◆ Task item: Let your answer be the line containing "Find cilantro leaf." and every line below it to the end of the records, copied exactly.

◆ Phrase grounding data:
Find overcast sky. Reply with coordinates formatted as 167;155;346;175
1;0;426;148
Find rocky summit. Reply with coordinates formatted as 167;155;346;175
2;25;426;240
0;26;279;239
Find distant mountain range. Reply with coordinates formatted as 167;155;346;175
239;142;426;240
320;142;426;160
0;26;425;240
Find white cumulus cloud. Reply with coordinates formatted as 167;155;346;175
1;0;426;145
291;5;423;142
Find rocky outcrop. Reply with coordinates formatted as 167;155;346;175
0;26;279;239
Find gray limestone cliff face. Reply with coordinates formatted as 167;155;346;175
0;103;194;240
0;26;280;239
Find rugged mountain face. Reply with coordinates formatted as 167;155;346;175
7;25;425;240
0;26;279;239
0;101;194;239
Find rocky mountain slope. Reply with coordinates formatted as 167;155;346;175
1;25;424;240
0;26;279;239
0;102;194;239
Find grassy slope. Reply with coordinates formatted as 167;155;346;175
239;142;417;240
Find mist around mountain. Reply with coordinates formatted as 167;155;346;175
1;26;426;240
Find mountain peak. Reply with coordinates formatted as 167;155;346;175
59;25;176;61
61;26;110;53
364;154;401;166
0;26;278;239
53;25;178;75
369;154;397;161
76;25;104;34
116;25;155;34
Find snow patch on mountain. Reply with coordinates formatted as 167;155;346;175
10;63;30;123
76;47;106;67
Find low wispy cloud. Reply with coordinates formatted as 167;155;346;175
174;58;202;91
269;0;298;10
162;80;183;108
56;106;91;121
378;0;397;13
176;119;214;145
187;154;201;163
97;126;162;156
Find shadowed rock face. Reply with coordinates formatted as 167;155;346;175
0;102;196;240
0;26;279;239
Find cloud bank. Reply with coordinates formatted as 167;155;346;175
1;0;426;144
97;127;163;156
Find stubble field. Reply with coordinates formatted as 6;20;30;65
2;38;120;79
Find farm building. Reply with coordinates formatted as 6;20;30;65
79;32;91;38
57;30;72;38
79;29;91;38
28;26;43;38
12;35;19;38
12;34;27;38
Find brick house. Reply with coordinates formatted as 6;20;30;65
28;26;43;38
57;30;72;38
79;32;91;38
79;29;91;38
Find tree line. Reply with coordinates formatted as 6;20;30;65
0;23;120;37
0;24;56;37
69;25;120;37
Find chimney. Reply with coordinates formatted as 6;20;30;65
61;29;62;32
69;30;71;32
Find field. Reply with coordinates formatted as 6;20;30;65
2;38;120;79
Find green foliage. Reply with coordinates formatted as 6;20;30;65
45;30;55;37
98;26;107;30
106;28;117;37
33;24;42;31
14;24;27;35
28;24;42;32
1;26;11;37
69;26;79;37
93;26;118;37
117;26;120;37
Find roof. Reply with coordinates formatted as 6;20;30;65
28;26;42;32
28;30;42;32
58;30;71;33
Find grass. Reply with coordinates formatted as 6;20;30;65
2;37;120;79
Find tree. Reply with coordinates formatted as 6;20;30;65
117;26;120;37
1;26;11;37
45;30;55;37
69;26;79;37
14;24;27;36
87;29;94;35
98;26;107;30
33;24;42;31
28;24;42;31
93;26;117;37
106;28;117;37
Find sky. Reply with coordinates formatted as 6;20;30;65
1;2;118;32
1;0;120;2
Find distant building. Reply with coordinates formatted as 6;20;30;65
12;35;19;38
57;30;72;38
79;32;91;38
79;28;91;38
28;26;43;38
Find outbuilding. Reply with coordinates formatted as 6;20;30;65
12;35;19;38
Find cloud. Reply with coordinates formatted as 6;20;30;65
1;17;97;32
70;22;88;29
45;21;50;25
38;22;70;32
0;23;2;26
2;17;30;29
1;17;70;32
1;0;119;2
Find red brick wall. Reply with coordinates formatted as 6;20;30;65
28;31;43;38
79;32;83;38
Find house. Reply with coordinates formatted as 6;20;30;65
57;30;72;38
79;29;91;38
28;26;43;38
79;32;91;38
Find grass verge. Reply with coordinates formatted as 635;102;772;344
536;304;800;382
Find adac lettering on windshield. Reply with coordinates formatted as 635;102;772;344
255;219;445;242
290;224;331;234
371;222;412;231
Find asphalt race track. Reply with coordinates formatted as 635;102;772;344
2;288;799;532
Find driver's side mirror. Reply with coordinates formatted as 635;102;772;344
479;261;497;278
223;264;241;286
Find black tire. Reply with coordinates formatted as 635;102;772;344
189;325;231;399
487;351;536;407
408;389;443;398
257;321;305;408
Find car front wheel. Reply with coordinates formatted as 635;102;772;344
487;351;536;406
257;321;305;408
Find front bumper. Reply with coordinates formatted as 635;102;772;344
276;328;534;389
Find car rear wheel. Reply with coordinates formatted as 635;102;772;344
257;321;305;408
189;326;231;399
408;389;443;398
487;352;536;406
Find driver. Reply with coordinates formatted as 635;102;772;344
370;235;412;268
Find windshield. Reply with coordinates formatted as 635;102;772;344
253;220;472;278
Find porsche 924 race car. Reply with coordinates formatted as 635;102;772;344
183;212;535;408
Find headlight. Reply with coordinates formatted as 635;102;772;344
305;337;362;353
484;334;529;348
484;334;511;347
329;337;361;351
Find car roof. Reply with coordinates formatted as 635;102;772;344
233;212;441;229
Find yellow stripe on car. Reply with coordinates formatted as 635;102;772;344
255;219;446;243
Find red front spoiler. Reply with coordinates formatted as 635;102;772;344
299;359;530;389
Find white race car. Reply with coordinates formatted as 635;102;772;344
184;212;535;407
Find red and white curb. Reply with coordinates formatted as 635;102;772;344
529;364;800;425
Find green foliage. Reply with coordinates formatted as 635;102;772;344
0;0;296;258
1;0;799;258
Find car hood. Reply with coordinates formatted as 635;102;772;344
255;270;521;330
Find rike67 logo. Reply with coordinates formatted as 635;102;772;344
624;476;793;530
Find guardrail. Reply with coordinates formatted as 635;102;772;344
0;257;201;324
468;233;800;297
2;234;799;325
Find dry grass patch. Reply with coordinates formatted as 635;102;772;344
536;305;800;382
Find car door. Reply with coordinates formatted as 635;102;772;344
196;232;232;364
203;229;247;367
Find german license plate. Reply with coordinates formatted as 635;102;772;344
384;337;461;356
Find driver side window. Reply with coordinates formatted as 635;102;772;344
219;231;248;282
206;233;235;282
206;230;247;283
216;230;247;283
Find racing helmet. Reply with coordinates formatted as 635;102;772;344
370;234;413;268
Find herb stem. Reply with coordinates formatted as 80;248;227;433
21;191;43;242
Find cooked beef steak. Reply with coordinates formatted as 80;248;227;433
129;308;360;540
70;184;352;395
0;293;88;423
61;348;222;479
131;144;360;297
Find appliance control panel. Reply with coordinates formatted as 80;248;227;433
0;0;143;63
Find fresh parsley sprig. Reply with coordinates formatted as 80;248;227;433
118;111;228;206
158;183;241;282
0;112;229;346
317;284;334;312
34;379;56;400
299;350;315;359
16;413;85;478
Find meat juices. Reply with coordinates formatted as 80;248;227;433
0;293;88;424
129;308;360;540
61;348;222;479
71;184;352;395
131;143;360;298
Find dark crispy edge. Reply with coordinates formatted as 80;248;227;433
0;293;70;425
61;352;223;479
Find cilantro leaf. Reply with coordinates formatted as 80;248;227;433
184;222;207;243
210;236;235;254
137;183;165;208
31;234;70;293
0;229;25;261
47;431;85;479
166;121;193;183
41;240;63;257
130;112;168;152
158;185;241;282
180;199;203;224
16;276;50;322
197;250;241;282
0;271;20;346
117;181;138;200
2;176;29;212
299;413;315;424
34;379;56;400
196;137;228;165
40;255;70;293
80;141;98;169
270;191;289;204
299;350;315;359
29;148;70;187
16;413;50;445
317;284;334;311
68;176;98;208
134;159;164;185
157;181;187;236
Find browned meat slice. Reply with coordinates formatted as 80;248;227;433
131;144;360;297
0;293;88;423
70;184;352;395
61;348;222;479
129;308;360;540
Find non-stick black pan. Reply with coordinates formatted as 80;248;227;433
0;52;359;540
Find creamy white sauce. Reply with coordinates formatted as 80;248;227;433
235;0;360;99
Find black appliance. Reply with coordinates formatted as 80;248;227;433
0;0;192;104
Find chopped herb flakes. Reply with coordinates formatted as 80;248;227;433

◆ Worked solution:
Find cilantro leaf. Reply with coordinates formatted as 80;248;227;433
184;222;207;243
210;236;235;254
137;183;165;208
31;234;70;293
0;229;25;261
47;431;85;479
166;121;193;183
41;240;63;257
130;112;168;152
158;185;241;282
180;199;203;224
16;276;50;322
197;250;241;282
0;271;20;346
117;181;138;200
2;176;29;212
299;413;315;424
34;379;56;400
196;137;228;165
40;255;70;293
80;141;98;169
270;191;289;204
299;350;315;359
29;148;70;187
16;413;50;445
317;284;334;311
68;176;98;208
134;159;164;185
157;181;187;236
Find browned meat slice. Reply with coordinates formatted as 80;248;227;433
131;144;360;297
0;293;88;423
70;184;352;395
61;348;222;479
129;308;360;540
Find non-stick black pan. Reply with coordinates formatted as 80;248;227;433
0;52;359;540
Find creamy white sauce. Reply with coordinates formatted as 80;248;227;433
235;0;360;99
Find black appliance. Reply with coordinates formatted as 80;248;227;433
0;0;192;104
Find chopped herb flakes. Reply with coordinates formatted as 80;248;227;433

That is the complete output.